Faces de Eva. Estudos sobre a Mulher  no.32 Lisboa  2014

 

(AUTO)-RETRATO

Eva­‑Maria Von Kemnitz

 

 


A escrita flui em função de inspiração, mas neste caso tenho que confessar que falar de mim própria, não estando nos meus hábitos, constrange­‑me. Fazê­‑lo por escrito, é­‑o, naturalmente, ainda pior. Porém, perante um convite muito particular, irrecusável diria, procurarei corresponder ao que me foi solicitado, “auto­‑retratando­‑me” através dos meus interesses, anseios e projectos por realizar, explicando como vim a colaborar com o grupo de Faces de Eva e porque acabei por me dedicar também a estudar a questão da mulher nas sociedades árabe­‑islâmicas.

O meu primeiro contacto com a Senhora Professora Doutora Zília Osório de Castro, se a memória não me falha, data ainda dos anos 80 quando a Senhora Professora coordenava o Círculo de Estudos sobre o Século XVIII. Na altura, propus­‑me realizar uma pesquisa sobre o Orientalismo em Portugal que não teve seguimento. Voltamos a encontrar­‑nos, anos mais tarde, em 2001 quando passei a frequentar o Seminário das Ideias Políticas por ela ministrado. Foi nessa altura, que fui aliciada para colaborar também no grupo de Estudos sobre a Mulher, criado pela Professora Zília em 1991 e que, mesmo para uma pessoa de fora, tinha uma notória visibilidade através de várias iniciativas promovidas e da publicação daquela revista. Há dias, ao folhear um dos antigos números da revista encontrei esta dedicatória: Para a Eva-Maria, relembrando o dia do nosso primeiro encontro que, espero, que seja o início de uma boa colaboração – Zília Osório de Castro, 30/01/2001. Esta colaboração, que se revelou muito enriquecedora para mim, tanto em termos pessoais como profissionais, tem­‑se mantido com altos e baixos, em função do tempo disponível, mas sempre marcada pelo entusiasmo e imenso interesse.

Em função da minha formação académica de base em Filologia Oriental (especialização em Estudos Árabes e Islâmicos) pela Universidade de Varsóvia, 1976, estive sempre particularmente sensível à maneira como os média, tanto em Portugal como no estrangeiro, retratavam as sociedades árabe­‑islâmicas o que me levou a escrever ensaios como “Muslims as seen by the Portuguese press 1974­‑1999: Changes in perception of Islam” (2002) ou “Les Ismailis dans la presse portuguaise, 1975­‑2010” (2014) porquanto os média, com raras e honrosas excepções, manifestavam um desconhecimento crasso e, frequentemente manipulando as informações de modo a perpetuar uma visão destorcida da realidade, acentuando o atraso, a corrupção e, após 11 de Setembro de 2001, o terrorismo como algo intrínseco ao Islão. No capítulo do atraso sócio­‑económico, a exemplificação mais corrente era a situação da mulher, caricaturada pelo uso de indumentária particular, vista como um dos sinais da sua submissão.

Por isso, a possibilidade de publicar nas páginas de Faces de Eva [nº 11/2004 ou nº 13/2005] abriu uma nova e estimulante perspectiva de poder contribuir para um entendimento mais esclarecido dessas realidades sócio culturais e do seu questionamento.

**TAREFAS A REALIZAR**
- a) Reescreva o trecho do texto que começa nas palavras "A escrita flui" e termina depois de "nas sociedades árabe­‑islâmicas.", substituindo "convite" por "pedido".
- b) Segundo o texto, em que ano a Professora Zília criou o grupo de Estudos sobre a Mulher?

Registos de anotação de caixas em imagens
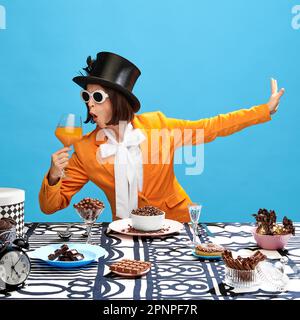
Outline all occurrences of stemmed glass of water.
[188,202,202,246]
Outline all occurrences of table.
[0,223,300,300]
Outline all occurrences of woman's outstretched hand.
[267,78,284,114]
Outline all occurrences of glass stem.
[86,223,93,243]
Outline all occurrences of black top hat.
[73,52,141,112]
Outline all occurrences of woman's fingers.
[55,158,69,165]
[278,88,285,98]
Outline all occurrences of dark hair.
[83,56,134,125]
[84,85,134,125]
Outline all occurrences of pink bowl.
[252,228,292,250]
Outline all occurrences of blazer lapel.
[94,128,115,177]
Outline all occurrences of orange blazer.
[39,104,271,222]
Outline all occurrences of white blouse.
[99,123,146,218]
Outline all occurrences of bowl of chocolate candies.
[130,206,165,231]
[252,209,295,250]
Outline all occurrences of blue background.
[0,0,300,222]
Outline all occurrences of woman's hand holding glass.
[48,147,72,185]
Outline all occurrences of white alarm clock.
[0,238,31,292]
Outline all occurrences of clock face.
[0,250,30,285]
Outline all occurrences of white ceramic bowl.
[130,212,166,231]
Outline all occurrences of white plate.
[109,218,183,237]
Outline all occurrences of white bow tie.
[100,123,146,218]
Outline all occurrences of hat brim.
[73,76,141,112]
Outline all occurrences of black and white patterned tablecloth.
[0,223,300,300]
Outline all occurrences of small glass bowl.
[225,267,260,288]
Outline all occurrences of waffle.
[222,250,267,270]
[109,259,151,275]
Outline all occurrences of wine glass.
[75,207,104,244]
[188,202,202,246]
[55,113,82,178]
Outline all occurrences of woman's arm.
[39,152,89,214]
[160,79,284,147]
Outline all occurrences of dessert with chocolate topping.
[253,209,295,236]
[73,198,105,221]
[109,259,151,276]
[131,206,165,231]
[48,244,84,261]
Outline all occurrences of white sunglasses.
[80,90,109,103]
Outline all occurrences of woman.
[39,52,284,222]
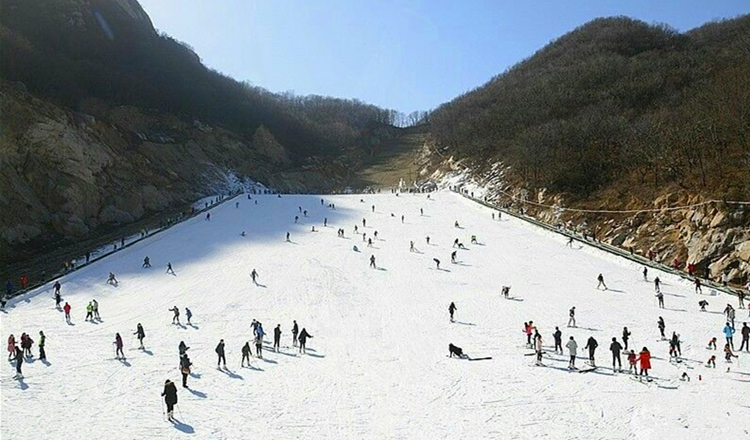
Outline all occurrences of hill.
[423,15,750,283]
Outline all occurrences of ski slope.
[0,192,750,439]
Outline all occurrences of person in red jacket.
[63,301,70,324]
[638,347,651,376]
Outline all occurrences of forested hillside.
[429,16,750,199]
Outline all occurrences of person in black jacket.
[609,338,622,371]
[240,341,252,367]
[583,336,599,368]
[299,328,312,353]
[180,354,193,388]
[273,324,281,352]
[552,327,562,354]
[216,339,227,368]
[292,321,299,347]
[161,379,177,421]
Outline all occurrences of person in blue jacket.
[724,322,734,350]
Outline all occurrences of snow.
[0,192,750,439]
--
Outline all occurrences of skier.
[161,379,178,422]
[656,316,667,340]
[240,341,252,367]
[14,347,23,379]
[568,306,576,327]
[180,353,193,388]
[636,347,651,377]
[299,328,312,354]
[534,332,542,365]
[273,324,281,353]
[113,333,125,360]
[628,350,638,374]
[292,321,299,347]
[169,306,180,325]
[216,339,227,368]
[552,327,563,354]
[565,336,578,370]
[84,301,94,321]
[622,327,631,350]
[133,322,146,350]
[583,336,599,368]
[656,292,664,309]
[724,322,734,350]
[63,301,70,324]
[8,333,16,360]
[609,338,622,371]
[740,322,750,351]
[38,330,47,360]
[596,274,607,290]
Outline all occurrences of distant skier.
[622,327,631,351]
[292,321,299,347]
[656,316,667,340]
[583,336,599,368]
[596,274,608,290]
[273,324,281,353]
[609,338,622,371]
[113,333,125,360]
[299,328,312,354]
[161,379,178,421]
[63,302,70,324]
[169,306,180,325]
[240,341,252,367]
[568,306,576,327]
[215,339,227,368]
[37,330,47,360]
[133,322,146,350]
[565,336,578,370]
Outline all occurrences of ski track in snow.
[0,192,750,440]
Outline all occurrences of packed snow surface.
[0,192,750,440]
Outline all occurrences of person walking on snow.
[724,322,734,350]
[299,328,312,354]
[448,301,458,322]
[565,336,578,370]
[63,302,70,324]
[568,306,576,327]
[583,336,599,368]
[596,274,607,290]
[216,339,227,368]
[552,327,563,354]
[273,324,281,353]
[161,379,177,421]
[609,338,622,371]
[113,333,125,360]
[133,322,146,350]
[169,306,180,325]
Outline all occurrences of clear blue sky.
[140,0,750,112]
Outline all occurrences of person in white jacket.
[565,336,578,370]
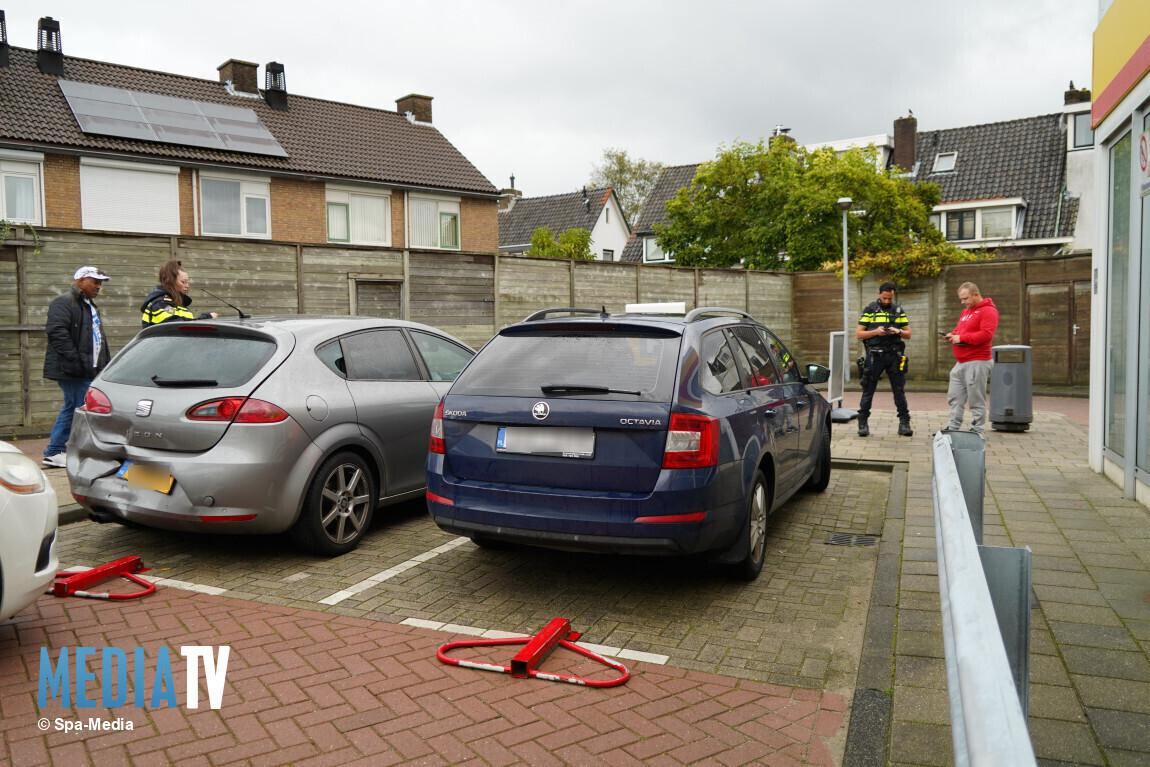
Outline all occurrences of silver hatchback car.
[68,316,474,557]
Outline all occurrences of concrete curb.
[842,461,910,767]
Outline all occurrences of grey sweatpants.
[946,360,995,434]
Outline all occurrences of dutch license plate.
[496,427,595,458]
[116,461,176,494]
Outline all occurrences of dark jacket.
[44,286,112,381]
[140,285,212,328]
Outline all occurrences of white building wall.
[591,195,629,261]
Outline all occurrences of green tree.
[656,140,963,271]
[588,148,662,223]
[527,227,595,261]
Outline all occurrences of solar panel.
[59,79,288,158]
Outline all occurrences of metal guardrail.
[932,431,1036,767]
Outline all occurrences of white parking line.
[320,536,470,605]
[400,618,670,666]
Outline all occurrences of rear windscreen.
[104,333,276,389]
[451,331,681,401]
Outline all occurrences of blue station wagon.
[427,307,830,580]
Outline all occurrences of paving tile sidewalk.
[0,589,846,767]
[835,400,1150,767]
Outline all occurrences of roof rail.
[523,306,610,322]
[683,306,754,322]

**RESPOSTAS POR TAREFA**
- a)
A escrita flui em função de inspiração, mas neste caso tenho que confessar que falar de mim própria, não estando nos meus hábitos, constrange­‑me. Fazê­‑lo por escrito, é­‑o, naturalmente, ainda pior. Porém, perante um pedido muito particular, irrecusável diria, procurarei corresponder ao que me foi solicitado, “auto­‑retratando­‑me” através dos meus interesses, anseios e projectos por realizar, explicando como vim a colaborar com o grupo de Faces de Eva e porque acabei por me dedicar também a estudar a questão da mulher nas sociedades árabe­‑islâmicas.

- b) Em 1991.